Assignment: Determine how many lines of the entries contain "form". Reply with that number alone.

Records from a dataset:
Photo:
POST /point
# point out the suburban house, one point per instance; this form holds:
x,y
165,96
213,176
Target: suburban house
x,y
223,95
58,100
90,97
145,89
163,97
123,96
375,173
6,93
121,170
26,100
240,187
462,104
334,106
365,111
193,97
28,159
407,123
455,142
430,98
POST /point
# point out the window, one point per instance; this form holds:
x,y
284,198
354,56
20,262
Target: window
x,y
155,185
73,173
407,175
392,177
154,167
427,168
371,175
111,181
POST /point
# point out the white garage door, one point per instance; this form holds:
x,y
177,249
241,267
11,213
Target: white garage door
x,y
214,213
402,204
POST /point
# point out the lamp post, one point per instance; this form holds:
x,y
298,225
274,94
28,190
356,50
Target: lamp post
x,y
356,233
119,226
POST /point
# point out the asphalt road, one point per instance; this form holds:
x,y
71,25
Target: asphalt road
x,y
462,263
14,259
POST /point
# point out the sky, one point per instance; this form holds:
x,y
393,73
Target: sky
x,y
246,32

--

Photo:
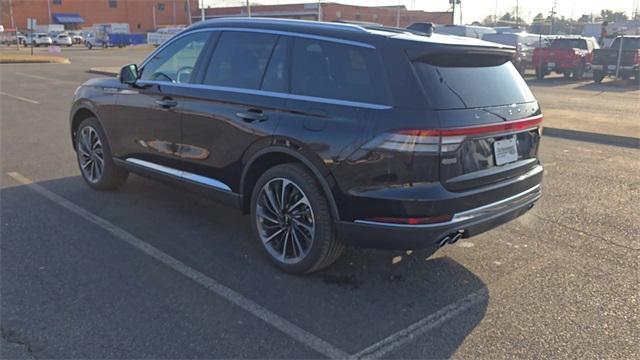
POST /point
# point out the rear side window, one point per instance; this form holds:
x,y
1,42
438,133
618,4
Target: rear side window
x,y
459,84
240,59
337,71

Written solution: 7